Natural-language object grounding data
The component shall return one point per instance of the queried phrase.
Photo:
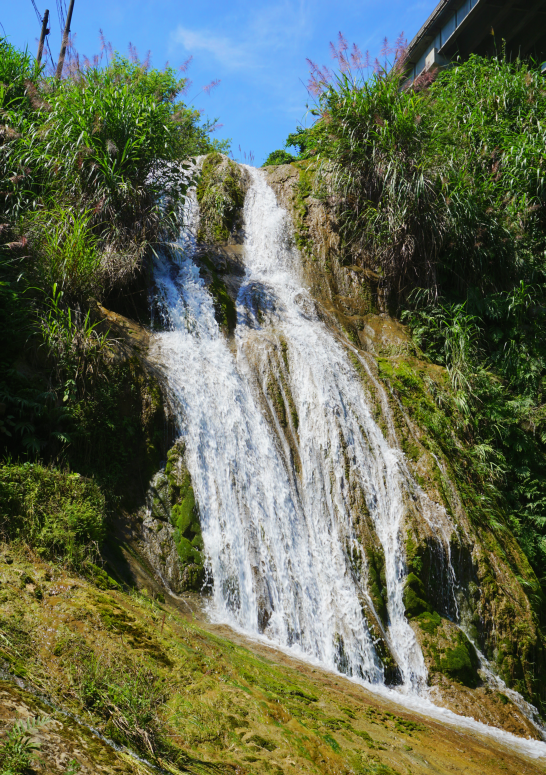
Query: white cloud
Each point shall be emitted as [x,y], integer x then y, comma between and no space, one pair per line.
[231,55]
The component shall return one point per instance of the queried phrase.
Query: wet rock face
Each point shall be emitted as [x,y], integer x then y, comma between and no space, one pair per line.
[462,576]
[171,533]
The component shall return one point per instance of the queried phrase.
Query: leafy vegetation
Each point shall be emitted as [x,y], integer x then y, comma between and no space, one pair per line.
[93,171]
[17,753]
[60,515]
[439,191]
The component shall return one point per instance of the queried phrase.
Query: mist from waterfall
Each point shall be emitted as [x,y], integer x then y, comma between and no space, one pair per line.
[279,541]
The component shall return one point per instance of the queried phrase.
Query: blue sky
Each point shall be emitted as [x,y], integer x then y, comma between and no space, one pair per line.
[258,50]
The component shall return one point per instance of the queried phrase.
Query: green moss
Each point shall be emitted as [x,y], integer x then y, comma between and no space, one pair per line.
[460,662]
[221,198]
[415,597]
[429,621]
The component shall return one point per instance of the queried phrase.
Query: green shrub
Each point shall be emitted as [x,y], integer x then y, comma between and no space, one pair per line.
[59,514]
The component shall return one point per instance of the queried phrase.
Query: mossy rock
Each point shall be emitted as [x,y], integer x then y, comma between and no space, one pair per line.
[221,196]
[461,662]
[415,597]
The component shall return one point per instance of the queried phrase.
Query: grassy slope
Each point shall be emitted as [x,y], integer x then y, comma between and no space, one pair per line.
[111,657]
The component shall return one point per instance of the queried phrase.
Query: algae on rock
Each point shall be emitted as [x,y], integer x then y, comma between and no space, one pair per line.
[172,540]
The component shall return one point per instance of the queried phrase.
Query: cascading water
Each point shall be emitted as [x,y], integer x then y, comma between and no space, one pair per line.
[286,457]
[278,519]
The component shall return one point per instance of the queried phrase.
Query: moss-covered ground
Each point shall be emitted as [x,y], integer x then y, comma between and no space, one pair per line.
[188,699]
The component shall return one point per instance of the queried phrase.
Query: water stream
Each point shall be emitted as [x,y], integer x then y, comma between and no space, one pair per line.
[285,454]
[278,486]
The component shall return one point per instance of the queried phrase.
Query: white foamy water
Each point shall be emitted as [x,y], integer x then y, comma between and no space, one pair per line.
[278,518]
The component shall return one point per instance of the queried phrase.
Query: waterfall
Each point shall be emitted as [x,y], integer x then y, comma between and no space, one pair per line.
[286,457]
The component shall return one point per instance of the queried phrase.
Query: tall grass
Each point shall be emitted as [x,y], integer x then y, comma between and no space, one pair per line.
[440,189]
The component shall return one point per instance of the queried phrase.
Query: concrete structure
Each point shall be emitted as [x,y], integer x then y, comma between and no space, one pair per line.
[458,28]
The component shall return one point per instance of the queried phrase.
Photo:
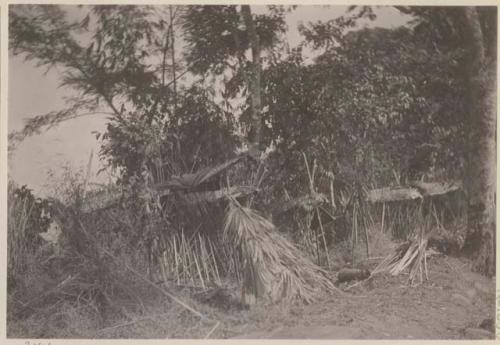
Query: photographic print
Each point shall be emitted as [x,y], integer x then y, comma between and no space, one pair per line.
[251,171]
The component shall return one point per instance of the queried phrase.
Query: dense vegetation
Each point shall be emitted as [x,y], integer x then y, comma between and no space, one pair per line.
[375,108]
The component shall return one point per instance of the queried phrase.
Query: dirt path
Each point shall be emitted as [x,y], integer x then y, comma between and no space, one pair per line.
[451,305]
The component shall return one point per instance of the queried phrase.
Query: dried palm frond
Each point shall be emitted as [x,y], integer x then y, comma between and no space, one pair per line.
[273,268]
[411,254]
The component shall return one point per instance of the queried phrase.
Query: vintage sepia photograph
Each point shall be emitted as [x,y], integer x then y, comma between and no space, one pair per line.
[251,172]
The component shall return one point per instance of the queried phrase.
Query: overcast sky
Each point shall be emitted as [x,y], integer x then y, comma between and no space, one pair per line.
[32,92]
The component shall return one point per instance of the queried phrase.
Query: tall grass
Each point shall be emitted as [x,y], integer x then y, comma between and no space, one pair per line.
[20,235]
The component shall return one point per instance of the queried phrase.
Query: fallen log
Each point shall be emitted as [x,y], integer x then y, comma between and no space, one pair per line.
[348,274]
---
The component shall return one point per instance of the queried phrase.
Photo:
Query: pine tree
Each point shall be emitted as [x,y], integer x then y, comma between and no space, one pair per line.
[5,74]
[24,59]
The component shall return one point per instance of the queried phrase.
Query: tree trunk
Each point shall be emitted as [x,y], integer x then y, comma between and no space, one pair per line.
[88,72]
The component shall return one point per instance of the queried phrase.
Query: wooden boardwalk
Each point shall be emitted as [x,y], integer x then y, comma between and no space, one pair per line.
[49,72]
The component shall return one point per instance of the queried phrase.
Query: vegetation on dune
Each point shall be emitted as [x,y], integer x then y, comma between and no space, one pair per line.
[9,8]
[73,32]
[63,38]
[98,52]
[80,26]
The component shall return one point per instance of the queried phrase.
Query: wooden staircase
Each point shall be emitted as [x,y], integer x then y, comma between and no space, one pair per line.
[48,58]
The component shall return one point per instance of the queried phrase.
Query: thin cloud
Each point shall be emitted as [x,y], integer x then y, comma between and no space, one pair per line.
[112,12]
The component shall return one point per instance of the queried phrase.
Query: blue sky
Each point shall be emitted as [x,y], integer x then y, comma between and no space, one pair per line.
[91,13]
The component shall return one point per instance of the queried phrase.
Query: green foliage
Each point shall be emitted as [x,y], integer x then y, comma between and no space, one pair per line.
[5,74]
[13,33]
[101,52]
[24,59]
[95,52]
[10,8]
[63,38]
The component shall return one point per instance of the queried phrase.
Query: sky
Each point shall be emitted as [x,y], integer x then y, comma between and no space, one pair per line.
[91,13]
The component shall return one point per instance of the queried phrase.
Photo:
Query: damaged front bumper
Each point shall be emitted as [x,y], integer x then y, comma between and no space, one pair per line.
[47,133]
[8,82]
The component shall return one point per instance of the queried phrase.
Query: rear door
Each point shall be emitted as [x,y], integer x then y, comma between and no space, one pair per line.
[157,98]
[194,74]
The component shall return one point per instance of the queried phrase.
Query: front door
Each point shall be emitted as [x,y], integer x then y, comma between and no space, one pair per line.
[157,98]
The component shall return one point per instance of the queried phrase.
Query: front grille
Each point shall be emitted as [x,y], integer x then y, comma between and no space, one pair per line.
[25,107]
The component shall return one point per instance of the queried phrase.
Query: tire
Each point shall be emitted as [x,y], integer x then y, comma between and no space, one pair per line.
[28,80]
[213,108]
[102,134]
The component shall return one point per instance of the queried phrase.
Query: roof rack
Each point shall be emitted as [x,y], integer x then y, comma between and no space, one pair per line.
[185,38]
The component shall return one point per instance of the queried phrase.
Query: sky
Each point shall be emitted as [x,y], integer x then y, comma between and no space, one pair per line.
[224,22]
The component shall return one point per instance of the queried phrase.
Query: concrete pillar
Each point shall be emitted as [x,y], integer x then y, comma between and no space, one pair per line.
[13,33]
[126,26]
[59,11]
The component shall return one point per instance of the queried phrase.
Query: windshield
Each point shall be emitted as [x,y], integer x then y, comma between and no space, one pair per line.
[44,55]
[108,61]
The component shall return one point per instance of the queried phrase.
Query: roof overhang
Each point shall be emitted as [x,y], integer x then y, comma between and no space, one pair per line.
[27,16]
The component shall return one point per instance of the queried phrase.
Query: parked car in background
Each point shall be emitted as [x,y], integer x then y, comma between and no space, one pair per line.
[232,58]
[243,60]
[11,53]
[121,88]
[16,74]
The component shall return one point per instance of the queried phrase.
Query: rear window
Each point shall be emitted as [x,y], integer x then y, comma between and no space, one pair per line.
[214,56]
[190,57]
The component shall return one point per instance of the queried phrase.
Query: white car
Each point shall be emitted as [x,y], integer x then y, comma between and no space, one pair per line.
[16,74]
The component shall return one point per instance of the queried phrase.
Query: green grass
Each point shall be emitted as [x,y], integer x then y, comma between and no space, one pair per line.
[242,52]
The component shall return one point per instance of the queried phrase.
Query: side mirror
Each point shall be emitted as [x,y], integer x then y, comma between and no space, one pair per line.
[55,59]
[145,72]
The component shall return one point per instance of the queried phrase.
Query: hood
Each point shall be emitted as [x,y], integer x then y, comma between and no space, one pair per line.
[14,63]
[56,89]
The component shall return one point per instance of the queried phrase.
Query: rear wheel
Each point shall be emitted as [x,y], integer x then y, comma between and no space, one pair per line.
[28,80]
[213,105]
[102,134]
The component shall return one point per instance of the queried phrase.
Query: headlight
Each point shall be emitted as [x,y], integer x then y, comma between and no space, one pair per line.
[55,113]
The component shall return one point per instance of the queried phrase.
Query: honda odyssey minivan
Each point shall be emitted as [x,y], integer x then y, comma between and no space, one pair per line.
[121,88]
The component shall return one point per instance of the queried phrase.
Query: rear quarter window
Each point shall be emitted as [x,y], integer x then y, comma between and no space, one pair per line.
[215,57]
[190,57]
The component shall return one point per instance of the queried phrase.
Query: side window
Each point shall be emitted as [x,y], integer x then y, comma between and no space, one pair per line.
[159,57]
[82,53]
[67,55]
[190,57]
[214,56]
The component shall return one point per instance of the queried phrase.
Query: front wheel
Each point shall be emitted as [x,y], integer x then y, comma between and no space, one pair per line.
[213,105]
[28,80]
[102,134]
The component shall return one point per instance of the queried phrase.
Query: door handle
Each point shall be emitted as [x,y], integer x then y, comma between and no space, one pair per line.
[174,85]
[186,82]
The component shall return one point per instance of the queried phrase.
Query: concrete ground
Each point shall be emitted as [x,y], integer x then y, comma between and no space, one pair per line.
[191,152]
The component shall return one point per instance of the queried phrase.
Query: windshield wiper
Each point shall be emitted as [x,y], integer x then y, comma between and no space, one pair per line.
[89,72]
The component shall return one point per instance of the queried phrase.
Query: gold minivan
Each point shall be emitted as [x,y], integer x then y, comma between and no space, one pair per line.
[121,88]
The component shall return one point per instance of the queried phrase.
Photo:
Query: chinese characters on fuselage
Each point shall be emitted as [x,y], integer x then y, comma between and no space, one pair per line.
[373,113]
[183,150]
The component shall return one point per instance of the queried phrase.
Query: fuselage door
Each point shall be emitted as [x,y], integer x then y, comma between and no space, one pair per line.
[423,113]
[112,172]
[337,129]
---
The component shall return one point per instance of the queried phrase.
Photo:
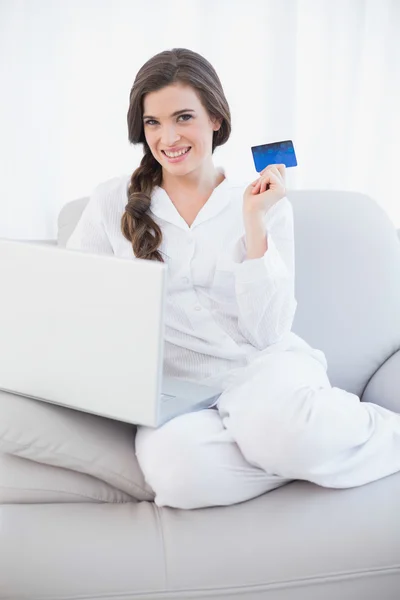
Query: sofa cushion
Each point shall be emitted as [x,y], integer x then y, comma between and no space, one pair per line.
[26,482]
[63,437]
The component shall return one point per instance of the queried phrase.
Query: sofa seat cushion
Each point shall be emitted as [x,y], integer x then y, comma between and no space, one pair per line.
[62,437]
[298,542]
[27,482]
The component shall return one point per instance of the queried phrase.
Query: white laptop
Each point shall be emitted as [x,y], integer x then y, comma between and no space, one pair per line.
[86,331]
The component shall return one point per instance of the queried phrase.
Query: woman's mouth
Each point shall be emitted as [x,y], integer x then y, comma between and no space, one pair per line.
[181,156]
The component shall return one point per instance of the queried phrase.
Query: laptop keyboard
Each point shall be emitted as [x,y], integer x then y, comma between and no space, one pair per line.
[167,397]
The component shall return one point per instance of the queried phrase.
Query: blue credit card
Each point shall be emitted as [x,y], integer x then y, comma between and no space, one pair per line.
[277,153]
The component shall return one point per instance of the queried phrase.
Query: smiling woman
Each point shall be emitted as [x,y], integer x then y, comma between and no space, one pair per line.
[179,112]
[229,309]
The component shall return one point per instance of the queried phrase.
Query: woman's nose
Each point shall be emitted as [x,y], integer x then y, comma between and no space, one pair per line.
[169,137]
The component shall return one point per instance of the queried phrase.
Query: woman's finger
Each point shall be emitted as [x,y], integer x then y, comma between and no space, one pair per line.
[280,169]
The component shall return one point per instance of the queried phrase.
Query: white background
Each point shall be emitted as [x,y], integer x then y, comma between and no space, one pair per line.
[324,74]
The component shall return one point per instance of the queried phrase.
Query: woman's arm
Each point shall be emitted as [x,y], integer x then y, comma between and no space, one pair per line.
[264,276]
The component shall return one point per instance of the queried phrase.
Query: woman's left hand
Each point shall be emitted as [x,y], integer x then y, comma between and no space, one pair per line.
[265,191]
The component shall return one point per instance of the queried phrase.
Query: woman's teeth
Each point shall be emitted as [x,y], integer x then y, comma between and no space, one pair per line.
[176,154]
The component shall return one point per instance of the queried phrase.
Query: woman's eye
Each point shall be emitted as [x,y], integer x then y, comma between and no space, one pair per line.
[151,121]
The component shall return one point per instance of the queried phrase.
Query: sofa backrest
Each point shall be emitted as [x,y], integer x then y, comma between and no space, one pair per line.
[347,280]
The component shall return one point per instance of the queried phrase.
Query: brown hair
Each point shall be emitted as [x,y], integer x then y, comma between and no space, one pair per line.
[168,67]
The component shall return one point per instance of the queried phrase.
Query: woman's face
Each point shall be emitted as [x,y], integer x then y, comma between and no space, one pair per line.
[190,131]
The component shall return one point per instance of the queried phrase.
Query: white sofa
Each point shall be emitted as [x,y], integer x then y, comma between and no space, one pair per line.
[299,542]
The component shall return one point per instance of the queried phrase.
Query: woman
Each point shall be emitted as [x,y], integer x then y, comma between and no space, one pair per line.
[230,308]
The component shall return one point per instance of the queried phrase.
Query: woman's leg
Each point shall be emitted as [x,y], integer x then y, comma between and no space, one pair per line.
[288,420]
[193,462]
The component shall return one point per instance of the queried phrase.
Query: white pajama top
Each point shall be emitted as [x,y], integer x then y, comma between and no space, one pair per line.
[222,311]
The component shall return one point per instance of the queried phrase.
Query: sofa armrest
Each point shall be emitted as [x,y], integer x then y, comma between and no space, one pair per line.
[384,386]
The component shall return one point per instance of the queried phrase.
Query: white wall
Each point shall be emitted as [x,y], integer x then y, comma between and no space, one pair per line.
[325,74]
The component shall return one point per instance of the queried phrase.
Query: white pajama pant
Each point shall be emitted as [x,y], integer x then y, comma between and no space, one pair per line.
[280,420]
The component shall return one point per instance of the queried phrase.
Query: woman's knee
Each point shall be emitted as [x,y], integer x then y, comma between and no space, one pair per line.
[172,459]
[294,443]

> [Activity] Copy out the range of lines above starting at the line with "Query: roof rack" and ending at the line with "Query: white car", exactly and including both.

> [Answer box]
Query: roof rack
Each point shall be emitted as [x,y], integer x then y, comma between and no space, one pair per line.
[185,38]
The component shall return one point per instance of the queried phrase.
Query: sky
Each point shall be emitted as [x,y], integer x then y, comma between and no space, one pair per line.
[224,22]
The component shall return one point per instance of the queried phrase.
Query: concrete pillar
Each point shall be emitted as [x,y], integer x then y, comma between and no space, one pair per line.
[13,33]
[126,26]
[59,11]
The component shall return one point per instance of the queried phrase.
Query: windshield
Each point shall be emitted as [x,y], integer x then y, comma between and no space, one pair per line.
[44,55]
[108,61]
The component shall return one point per instance of the queried phrase.
Query: roof overhang
Each point shall be emitted as [x,y], integer x then y, comma between and no space, one pair per line.
[27,16]
The component shall return one point per instance of the queried phrase.
Query: parked car in background
Each point shall be emitted as [x,y], integer x then y, comma between and no space, one pair per line.
[232,58]
[243,60]
[11,53]
[121,88]
[16,74]
The component shall return one point per instance of the queried phrase.
Query: rear window
Each point shall be emitted as [x,y], integer x then y, comma between and no space, one pair per line.
[214,56]
[190,57]
The component shall return one point per instance of the queried phrase.
Query: white car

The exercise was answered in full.